§ **Tasks to carry out**
1. In the Living Wage article, what annual salary does the Joseph Rowntree Foundation give as the minimum a single person needs for an acceptable standard of living?
2. Could you reproduce the Living Wage article word for word, starting with "The Living Wage is" and going on through "money come from?"?

§ **Given text**

The Living Wage is a term which has gained ground in mainstream politics over the past year or so. Ed Miliband has used it in attempts to forge his political identity. Boris Johnson has spokenof his support for the concept and would like to see it introduced in London and David Cameron has said it is an idea whose time has come.
According to the Joseph Rowntree Foundation, a salary of £14,400 is the minimum a single person needs [PDF] for an acceptable standard of living. This figure includes not only the basics in life, but covers what is needed to participate fully in society. This means spending on socialising and modern technology such as an internet connection and a mobile phone. Of course, to advocate this policy begs the obvious question – where will the money come from?
The Institute for Fiscal Studies has shown that companies which pay below the “living wage” cost the taxpayer between £5.9bn and £6.3bn a year. This is because low-paid employees are forced to top up their income with tax credits and benefits, resulting in the Treasury receiving less in tax revenue. Ed Miliband has argued that the heavy cost to taxpayers of subsidising the low-paid could be reduced by between £3.4bn and £4.1bn a year if companies instil the Living Wage and, if firms refuse to offer at least £7.60 they would not be eligible for lower levels of corporation tax. These savings alongside the announcement by the Institute of Directors in recent days that the 2010/11 deficit could undershoot OBR forecast by £10bn could provide the funds for the initiative.

§ **Dataset content**
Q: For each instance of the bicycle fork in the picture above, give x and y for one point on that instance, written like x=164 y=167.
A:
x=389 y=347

§ **Exercise answers**
1. £14,400

2.
The Living Wage is a term which has gained ground in mainstream politics over the past year or so. Ed Miliband has used it in attempts to forge his political identity. Boris Johnson has spokenof his support for the concept and would like to see it introduced in London and David Cameron has said it is an idea whose time has come.
According to the Joseph Rowntree Foundation, a salary of £14,400 is the minimum a single person needs [PDF] for an acceptable standard of living. This figure includes not only the basics in life, but covers what is needed to participate fully in society. This means spending on socialising and modern technology such as an internet connection and a mobile phone. Of course, to advocate this policy begs the obvious question – where will the money come from?